Required work -
1) Write out the passage of the text on taxonomies and thesauri between "What a Taxonomy" and "taxonomy cannot express.", inclusive, and switch "tree structure" to "branching structure".
2) Answer these questions from the text on taxonomies and thesauri.
(a) What question do taxonomies answer well?
(b) Which controlled vocabulary in healthcare is described as essentially a thesaurus?
(c) What three things does a thesaurus add to a taxonomy?
3) Write the next part of the text on taxonomies, thesauri, and ontologies, starting after its last sentence.
━━━ Text ━━━
The three terms — taxonomy, thesaurus, and ontology — are often used interchangeably in knowledge management discussions, but they represent fundamentally different tools. Choosing the right one depends on what you need to do with your knowledge, and starting with the wrong one wastes considerable time and effort.

What a Taxonomy Provides

A taxonomy is a hierarchical classification system. It organises concepts into parent-child relationships, forming a tree structure. Taxonomies answer one question well: what kind of thing is this? They are fast to build, easy to maintain, and immediately useful for faceted browsing and high-level categorisation. Their limitation is that they capture only one dimension of knowledge — the hierarchical one. A drug might belong to one therapeutic class in a taxonomy but relate to dozens of diseases, mechanisms, targets, and adverse effects that a pure taxonomy cannot express.

What a Thesaurus Adds

A thesaurus extends a taxonomy with synonym relationships, related term links, and scope notes. In healthcare, a controlled vocabulary like MeSH is essentially a thesaurus: it tells you not only that neoplasm is narrower than disease, but also that it is equivalent to tumour in many contexts. Thesauri are valuable for information retrieval, helping search systems expand queries to cover synonyms and related concepts. Their limitation is that they do not formally define how concepts relate — "related to" is not a semantically precise relationship.
━━━ Records supplied ━━━
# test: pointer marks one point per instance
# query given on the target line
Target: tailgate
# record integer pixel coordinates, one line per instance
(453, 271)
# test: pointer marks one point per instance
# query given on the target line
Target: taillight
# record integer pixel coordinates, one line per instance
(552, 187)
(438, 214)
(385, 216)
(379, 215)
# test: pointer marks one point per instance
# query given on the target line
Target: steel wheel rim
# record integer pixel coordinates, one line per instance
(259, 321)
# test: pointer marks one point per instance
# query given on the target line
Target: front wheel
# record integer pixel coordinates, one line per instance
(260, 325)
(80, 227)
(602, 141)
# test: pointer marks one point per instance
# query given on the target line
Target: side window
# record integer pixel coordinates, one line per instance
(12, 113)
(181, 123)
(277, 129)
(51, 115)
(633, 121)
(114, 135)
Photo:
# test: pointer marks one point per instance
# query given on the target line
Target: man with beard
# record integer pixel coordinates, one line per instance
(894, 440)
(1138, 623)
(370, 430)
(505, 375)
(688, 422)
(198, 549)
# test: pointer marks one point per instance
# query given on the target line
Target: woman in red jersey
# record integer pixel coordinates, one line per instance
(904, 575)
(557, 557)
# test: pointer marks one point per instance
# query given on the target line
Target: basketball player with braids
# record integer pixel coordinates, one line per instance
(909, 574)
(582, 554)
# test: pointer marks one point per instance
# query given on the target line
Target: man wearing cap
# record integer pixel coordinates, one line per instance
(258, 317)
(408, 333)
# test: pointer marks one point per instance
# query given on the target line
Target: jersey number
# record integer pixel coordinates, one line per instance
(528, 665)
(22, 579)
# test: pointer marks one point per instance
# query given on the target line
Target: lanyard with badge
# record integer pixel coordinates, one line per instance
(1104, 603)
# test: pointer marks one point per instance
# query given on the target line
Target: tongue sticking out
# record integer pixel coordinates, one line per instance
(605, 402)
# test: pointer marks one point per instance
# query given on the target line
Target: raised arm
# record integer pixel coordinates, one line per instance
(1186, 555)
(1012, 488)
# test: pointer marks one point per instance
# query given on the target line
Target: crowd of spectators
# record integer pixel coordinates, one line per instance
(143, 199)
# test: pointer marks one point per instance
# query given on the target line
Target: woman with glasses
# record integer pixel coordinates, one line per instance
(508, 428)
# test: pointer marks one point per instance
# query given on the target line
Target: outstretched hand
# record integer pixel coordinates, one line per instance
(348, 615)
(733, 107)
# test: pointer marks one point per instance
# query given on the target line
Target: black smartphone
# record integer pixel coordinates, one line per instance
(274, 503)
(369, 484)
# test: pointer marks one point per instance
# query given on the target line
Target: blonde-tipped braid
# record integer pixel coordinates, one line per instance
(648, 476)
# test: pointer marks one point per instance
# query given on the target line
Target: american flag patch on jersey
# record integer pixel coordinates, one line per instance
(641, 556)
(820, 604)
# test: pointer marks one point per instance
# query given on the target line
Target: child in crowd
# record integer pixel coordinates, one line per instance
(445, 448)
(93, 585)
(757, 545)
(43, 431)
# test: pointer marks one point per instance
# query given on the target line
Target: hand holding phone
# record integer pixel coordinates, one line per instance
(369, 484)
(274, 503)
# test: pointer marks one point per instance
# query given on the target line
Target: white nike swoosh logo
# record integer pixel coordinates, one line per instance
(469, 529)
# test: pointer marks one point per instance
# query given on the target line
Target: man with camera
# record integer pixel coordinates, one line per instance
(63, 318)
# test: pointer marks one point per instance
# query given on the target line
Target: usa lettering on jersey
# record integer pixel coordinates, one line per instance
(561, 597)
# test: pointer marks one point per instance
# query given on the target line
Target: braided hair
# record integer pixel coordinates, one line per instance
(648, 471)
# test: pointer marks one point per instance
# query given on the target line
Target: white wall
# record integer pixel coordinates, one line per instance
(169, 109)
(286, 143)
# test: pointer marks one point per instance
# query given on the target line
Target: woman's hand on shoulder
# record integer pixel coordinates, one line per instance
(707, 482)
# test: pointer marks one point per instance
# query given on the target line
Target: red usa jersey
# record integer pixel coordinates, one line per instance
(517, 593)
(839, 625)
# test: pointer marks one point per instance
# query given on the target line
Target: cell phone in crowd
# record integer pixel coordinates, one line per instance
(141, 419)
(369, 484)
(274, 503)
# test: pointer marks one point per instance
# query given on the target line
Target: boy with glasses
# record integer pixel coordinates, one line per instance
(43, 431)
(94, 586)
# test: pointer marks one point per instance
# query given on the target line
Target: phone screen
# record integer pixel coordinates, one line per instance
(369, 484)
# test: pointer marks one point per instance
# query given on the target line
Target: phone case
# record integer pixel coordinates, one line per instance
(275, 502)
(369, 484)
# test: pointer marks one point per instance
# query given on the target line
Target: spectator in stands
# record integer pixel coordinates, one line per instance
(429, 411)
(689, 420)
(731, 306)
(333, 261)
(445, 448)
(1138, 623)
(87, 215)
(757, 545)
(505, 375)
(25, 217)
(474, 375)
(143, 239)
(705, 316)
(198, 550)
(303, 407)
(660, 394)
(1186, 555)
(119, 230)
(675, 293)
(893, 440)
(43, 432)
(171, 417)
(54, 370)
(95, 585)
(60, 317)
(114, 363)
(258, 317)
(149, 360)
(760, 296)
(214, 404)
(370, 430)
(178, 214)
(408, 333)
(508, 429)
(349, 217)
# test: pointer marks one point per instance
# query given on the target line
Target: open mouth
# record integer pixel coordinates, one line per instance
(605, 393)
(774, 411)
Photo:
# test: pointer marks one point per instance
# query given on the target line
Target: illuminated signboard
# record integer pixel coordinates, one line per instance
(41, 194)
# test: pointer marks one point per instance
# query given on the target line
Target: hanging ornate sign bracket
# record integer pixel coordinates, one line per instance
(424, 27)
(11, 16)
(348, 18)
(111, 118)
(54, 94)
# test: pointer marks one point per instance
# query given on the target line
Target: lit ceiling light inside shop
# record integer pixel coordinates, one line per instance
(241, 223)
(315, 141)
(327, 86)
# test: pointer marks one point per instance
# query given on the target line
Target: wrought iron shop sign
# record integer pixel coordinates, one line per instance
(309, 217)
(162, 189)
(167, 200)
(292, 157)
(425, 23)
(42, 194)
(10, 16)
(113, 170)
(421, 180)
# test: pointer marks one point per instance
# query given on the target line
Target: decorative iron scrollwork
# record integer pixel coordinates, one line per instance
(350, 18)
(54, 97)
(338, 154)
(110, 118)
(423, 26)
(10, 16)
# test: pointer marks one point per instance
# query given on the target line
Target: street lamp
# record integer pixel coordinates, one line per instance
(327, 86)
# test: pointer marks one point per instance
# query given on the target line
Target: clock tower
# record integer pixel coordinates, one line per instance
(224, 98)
━━━
Solved tasks -
1)
What a Taxonomy Provides

A taxonomy is a hierarchical classification system. It organises concepts into parent-child relationships, forming a branching structure. Taxonomies answer one question well: what kind of thing is this? They are fast to build, easy to maintain, and immediately useful for faceted browsing and high-level categorisation. Their limitation is that they capture only one dimension of knowledge — the hierarchical one. A drug might belong to one therapeutic class in a taxonomy but relate to dozens of diseases, mechanisms, targets, and adverse effects that a pure taxonomy cannot express.

2)
(a) What kind of thing is this?
(b) MeSH.
(c) Synonym relationships, related term links, and scope notes.

3)
What an Ontology Enables

An ontology provides formal, typed, machine-interpretable relationships. You can assert that a drug treats a disease, that a disease affects an anatomical region, that a clinical trial investigates a drug. These relationships have formal semantics — they can be combined, inverted, and reasoned over by inference engines. A thesaurus might tell you that metformin and type 2 diabetes are related. An ontology asserts that metformin has-indicated-use type-2-diabetes-mellitus, and a reasoner can answer "find all drugs with indicated use in conditions characterised by insulin resistance" correctly, without a human having pre-entered that answer.

Many mature knowledge programmes employ all three in layers: a taxonomy for navigation, a controlled vocabulary thesaurus for search, and a formal ontology for reasoning. The key insight is to start with the simplest tool that solves your current problem — and to design it so that upgrading to the next level does not require discarding what you have already built.